O cofundador do Ethereum, Vitalik Buterin, afirmou em 12 de setembro que ele não considerará mais uma rede como “camada 2” se ela não tiver atingido o “Nível 1” até o final do ano.

“A era dos rollups glorificados como multisigs está chegando ao fim”, afirmou, acrescentando que “a era da confiança criptográfica está sobre nós”.

A questão de saber se uma rede é uma camada 2 não é apenas uma tecnicalidade para a comunidade Ethereum.

Isso determina se a rede depende da segurança do Ethereum e, portanto, pode ser confiável para proteger os fundos dos usuários, ou se é uma rede separada, que pode ou não ser segura.

O problema veio à tona em 2 de junho, quando o protocolo de finanças descentralizadas Velocore foi explorado, perdendo US$ 2,6 milhões no processo.

O Velocore operava na rede Linea, que afirmava ser uma camada 2 do Ethereum. No entanto, a equipe rapidamente interrompeu a produção de blocos para evitar que o invasor retirasse fundos para o Ethereum.

Os críticos argumentaram que essa paralisação da produção de blocos não deveria ter sido possível se a rede dependesse do Ethereum para sua segurança. Afinal, uma autoridade não pode pausar o Ethereum.

Por causa desse evento, muitos críticos afirmaram que o ecossistema Ethereum estava descentralizando muito lentamente.

Buterin já havia comentado sobre o assunto um mês antes do ataque ao Velocore. Ele afirmou que todas as camadas 2 do Ethereum precisam atingir o “Nível 1” até o final de 2024. Caso contrário, a comunidade não deve mais se referir a elas como “camada 2”.

§ **PROBLEMAS A RESOLVER**:
- a) Quais são todas as redes e protocolos mencionados pelo nome no texto sobre as camadas 2 do Ethereum?
- b) No texto sobre as camadas 2 do Ethereum, quanto o Velocore perdeu ao ser explorado em 2 de junho?
- c) Retome o texto sobre as camadas 2 do Ethereum a partir do ponto em que ele termina.

§ **MATERIAL FORNECIDO**:
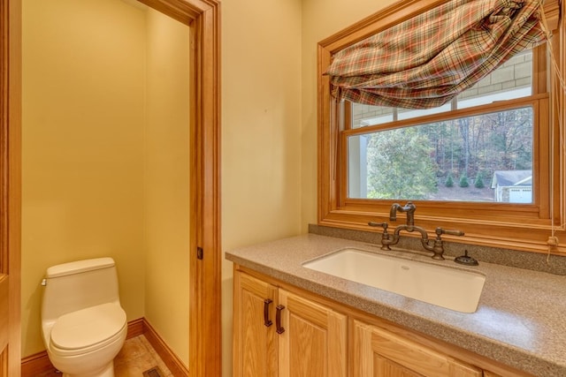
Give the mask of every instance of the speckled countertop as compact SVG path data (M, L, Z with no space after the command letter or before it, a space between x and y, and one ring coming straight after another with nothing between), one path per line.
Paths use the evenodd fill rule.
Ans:
M566 276L482 261L470 268L451 259L438 262L486 275L477 312L463 313L302 267L307 260L345 247L383 253L365 242L306 234L233 250L226 256L264 275L534 375L566 376ZM411 257L432 261L419 253Z

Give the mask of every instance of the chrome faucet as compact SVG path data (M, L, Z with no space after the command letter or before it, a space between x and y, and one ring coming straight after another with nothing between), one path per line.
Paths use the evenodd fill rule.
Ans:
M407 202L404 207L402 207L399 203L394 203L391 206L389 211L389 220L394 222L397 220L397 211L407 213L407 223L404 225L398 225L393 233L387 231L389 224L387 222L370 222L368 225L372 227L382 227L383 233L381 235L381 250L391 250L391 245L396 245L399 242L399 234L402 230L406 230L409 233L417 231L421 234L421 245L429 252L432 252L432 259L438 260L443 260L444 257L444 241L441 236L443 234L449 234L452 236L463 236L462 230L446 230L440 227L436 228L434 232L436 238L434 239L429 239L428 232L422 227L415 225L415 210L417 207L410 201Z

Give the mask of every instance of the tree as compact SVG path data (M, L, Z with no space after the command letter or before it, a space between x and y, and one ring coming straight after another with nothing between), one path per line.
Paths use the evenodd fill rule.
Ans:
M434 147L415 127L372 134L368 142L368 198L424 199L438 191Z
M444 185L447 187L454 187L454 178L452 177L452 173L448 173L448 177L446 178Z
M478 173L476 176L476 182L474 182L474 187L476 188L484 188L486 185L484 185L484 177L481 172Z

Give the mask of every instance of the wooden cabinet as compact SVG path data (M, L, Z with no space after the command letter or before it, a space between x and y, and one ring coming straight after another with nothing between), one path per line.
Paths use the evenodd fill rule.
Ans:
M233 375L278 375L277 333L272 320L277 288L247 274L234 273Z
M482 377L481 369L394 332L353 320L352 363L356 377Z
M348 318L234 273L234 376L346 377Z
M532 377L237 265L233 305L234 377Z

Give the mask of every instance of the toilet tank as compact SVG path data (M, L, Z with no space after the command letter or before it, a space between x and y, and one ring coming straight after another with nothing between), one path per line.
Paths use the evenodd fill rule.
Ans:
M63 314L100 304L119 305L118 274L111 258L64 263L47 268L42 318L55 320Z

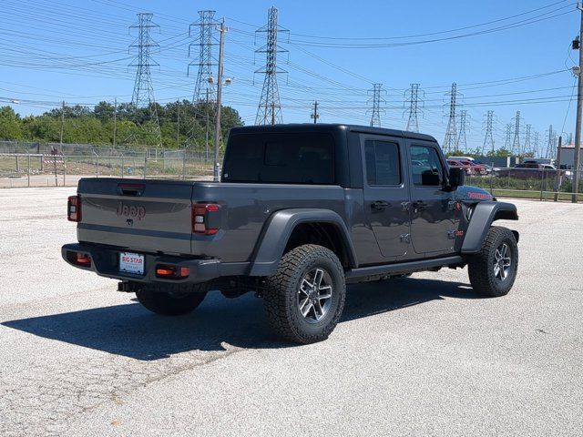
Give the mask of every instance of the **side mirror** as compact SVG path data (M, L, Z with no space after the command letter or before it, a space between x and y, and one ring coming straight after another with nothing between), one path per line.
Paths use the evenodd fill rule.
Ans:
M465 172L464 168L450 168L449 169L449 188L455 189L457 187L464 185L465 179Z

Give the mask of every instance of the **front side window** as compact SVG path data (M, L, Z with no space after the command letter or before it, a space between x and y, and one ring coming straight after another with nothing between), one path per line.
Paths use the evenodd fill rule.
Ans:
M444 168L435 147L411 147L413 183L417 187L441 187L445 183Z
M369 186L401 184L399 146L387 141L364 142L366 180Z

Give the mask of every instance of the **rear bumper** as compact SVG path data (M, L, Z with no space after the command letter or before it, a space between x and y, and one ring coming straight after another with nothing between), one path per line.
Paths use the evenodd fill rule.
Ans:
M66 244L61 248L61 255L68 264L84 270L94 271L99 276L112 278L120 280L132 280L137 282L164 282L164 283L199 283L223 276L224 273L237 274L238 270L244 269L243 266L222 264L220 259L189 259L180 257L167 255L144 255L144 274L134 275L119 271L120 249L92 246L88 244ZM91 258L91 265L85 267L74 262L75 254L80 252ZM188 267L190 270L188 278L172 279L156 276L156 266L176 266L177 268ZM226 269L225 269L226 268ZM225 271L227 270L227 271Z

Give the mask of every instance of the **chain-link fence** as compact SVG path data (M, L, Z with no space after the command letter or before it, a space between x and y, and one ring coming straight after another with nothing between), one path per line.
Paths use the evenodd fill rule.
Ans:
M188 152L130 156L0 153L0 188L75 186L80 178L211 180L213 161Z
M578 189L583 190L583 171L578 174ZM575 170L525 168L466 169L465 185L480 187L496 197L571 200ZM579 196L578 199L583 199Z

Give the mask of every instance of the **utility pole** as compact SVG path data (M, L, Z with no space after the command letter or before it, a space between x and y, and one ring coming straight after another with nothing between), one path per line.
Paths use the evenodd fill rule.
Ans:
M177 148L180 147L180 101L176 101L178 107L178 119L176 123L176 147Z
M563 137L558 137L558 146L557 147L557 178L555 181L555 201L558 200L558 190L561 188L561 148L563 148Z
M320 118L320 114L318 114L318 102L313 102L313 112L310 115L310 118L313 118L313 124L318 123L318 118Z
M113 148L116 148L118 136L118 97L113 100Z
M514 140L512 141L512 150L510 155L520 156L520 111L517 111L517 117L514 117Z
M482 153L486 155L488 151L494 154L494 111L488 111L486 115L486 136L484 137L484 147Z
M59 144L61 146L61 151L63 150L63 129L65 128L65 100L63 100L63 105L61 106L61 135L59 136Z
M371 113L371 126L381 127L381 112L384 113L384 110L381 109L381 102L384 103L381 98L381 93L384 92L383 84L373 84L373 89L369 89L368 92L373 93L373 97L368 101L373 102L373 107L366 111Z
M580 4L577 4L577 8L581 13L581 21L579 24L579 65L577 83L577 120L575 121L575 172L573 174L573 196L571 201L577 203L578 191L579 183L579 154L581 153L581 112L583 112L583 76L581 76L581 69L583 68L583 50L580 47L581 36L583 36L583 7Z
M452 90L446 95L449 96L449 119L447 121L447 130L444 138L444 152L451 153L457 147L457 124L455 123L455 107L457 106L457 84L452 84Z
M530 132L532 130L532 125L527 125L527 134L525 136L525 146L523 147L523 155L530 153L532 151L532 146L530 144ZM533 154L534 156L534 154Z
M217 74L217 118L215 122L215 156L212 168L212 179L217 182L220 178L219 169L219 142L220 141L220 98L222 93L223 47L225 45L225 19L220 19L220 38L219 43L219 71Z
M205 107L206 107L206 113L207 113L207 130L205 132L205 138L204 138L204 150L205 150L205 157L208 161L209 160L209 122L210 118L210 116L209 115L209 88L207 88L207 105L205 106Z

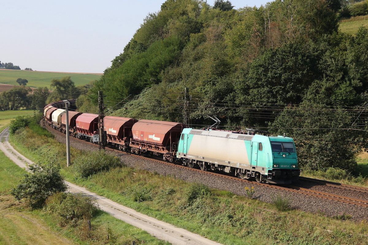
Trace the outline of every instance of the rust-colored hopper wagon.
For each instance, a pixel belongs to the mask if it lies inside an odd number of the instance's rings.
[[[98,115],[84,113],[79,115],[75,120],[77,137],[78,139],[84,138],[89,139],[91,142],[94,134],[98,130]]]
[[[104,130],[106,131],[107,143],[118,146],[119,150],[127,150],[132,136],[132,127],[137,121],[137,119],[126,117],[104,117]]]
[[[46,122],[49,125],[52,124],[52,114],[54,111],[57,110],[56,107],[50,107],[46,111],[45,113],[45,119]]]
[[[164,160],[174,161],[180,134],[187,125],[178,122],[140,120],[133,125],[130,146],[132,153],[162,155]]]
[[[77,120],[77,118],[78,117],[79,115],[82,114],[81,112],[78,112],[77,111],[68,111],[68,119],[69,119],[68,122],[69,122],[69,132],[71,132],[72,134],[75,134],[75,120]],[[61,116],[61,124],[62,125],[63,129],[62,129],[63,132],[64,134],[66,133],[66,125],[67,125],[67,114],[66,113],[64,113]]]

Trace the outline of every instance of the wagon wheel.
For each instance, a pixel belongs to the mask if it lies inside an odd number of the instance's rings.
[[[256,181],[258,183],[263,182],[263,178],[262,178],[262,175],[258,173],[255,176]]]
[[[194,163],[192,161],[189,161],[188,163],[188,165],[191,168],[193,168],[194,167]]]

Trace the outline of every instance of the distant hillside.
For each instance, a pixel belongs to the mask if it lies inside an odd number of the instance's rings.
[[[339,29],[345,33],[355,35],[361,26],[368,28],[368,15],[352,17],[340,21]]]
[[[75,86],[84,85],[91,81],[98,79],[101,74],[98,73],[74,73],[37,72],[13,70],[0,69],[0,84],[18,85],[17,79],[27,79],[27,87],[37,88],[41,87],[50,87],[51,80],[70,76]]]

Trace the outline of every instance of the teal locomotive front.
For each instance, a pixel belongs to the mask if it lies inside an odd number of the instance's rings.
[[[177,157],[190,167],[258,182],[290,183],[300,173],[293,139],[281,136],[185,128]]]

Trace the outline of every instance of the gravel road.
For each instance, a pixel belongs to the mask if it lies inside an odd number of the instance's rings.
[[[9,130],[7,128],[0,134],[0,150],[18,166],[25,168],[33,162],[17,151],[9,143]],[[65,138],[64,138],[65,140]],[[74,143],[75,141],[74,141]],[[75,147],[75,144],[73,147]],[[82,144],[79,143],[81,145]],[[97,195],[86,189],[66,181],[70,191],[82,193],[96,200],[100,209],[117,219],[146,231],[159,239],[177,245],[221,245],[200,235],[172,224],[159,220],[135,210],[119,204],[103,197]]]

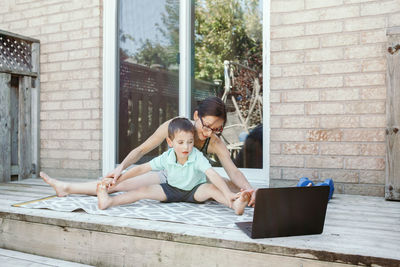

§ **RESPOSTAS ÀS TAREFAS**:
- a) Ethereum, Velocore e Linea.

- b) US$ 2,6 milhões.

- c)
Mas o que exatamente é o Nível 1?

Estágios de descentralização

O termo “camada 2 de Nível 1” vem de uma publicação de Buterin em 2 de novembro de 2022 no fórum Fellowship of Ethereum Magicians.

Na postagem, Buterin argumenta que as camadas 2 do Ethereum ainda estavam em um estágio inicial de desenvolvimento e não se podia esperar que fossem totalmente descentralizadas de imediato.

Em vez disso, os desenvolvedores deveriam receber um período de carência para desenvolver completamente os componentes de suas redes. No início, essas redes seriam fortemente centralizadas, mas, ao longo do tempo, tornariam-se completamente sem permissão, garantindo transações sem censura.

Uma rede de Nível 0 se autodenomina uma camada 2 ou “rollup”, e versões compactadas de todas as suas transações são postadas no Ethereum.

Além disso, a equipe fornece um “nó completo de rollup”, um software que pode confirmar de forma independente o estado da camada 2, desde que tenha todos os dados de transação de ambas as camadas. Os usuários podem retirar da rede sem a ajuda da equipe, desde que a equipe não tente ativamente impedir, postando uma raiz de estado falsa no Ethereum.

Em um rollup de Nível 1, o contrato inteligente da rede no Ethereum contém um “esquema de prova de fraude ou de validade” que impede o desenvolvedor de postar raízes de estado inválidas.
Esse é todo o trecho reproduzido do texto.